### [TASK PROMPT]
Give the listing again word for word. Skip the pictures.

********

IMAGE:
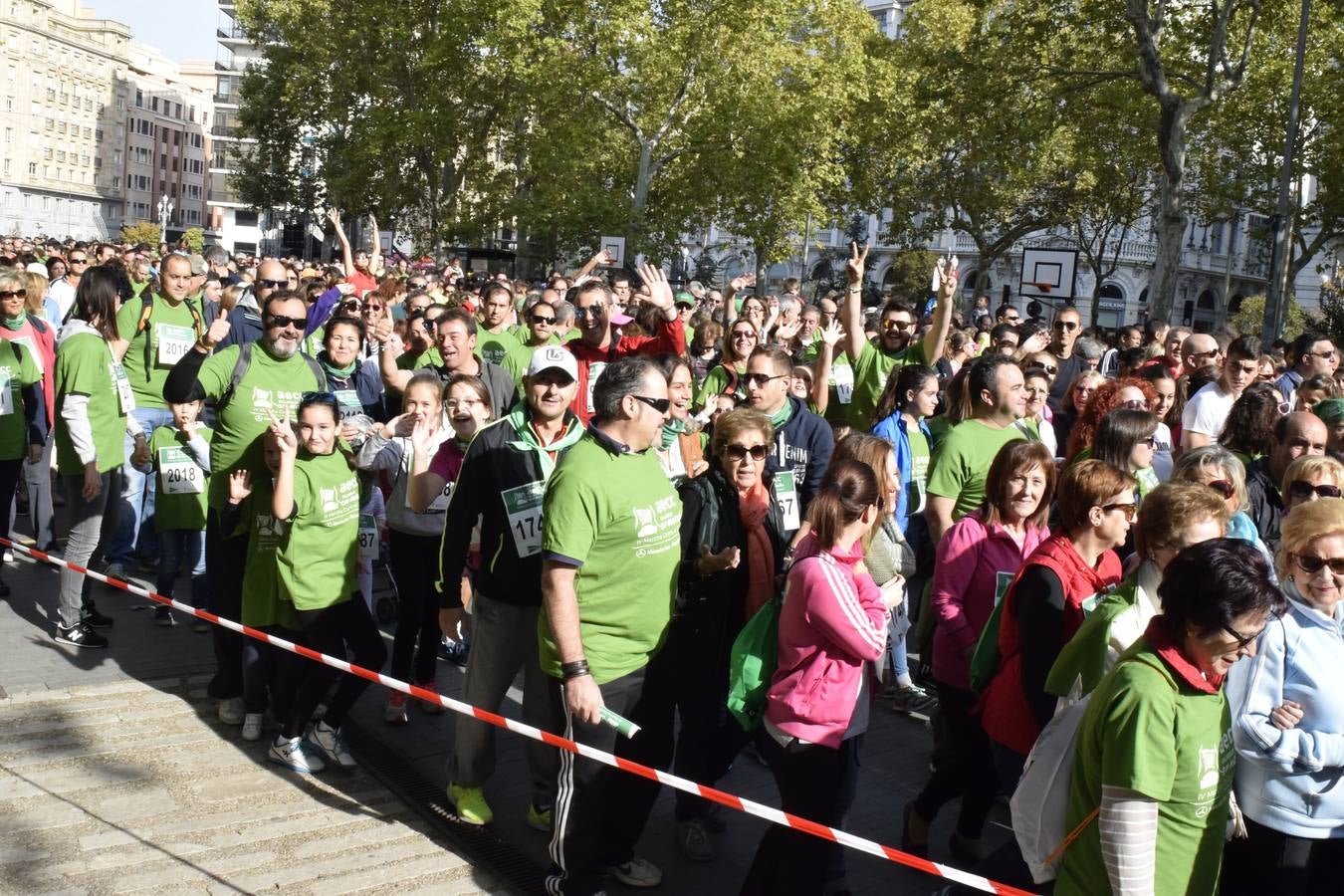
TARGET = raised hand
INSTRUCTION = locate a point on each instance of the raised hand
(853, 268)
(239, 485)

********

### [ANSWER TO THE EXERCISE]
IMAGE:
TARGET = raised hand
INSTRUCTION = locate a point on each instance of the raised hand
(853, 268)
(239, 485)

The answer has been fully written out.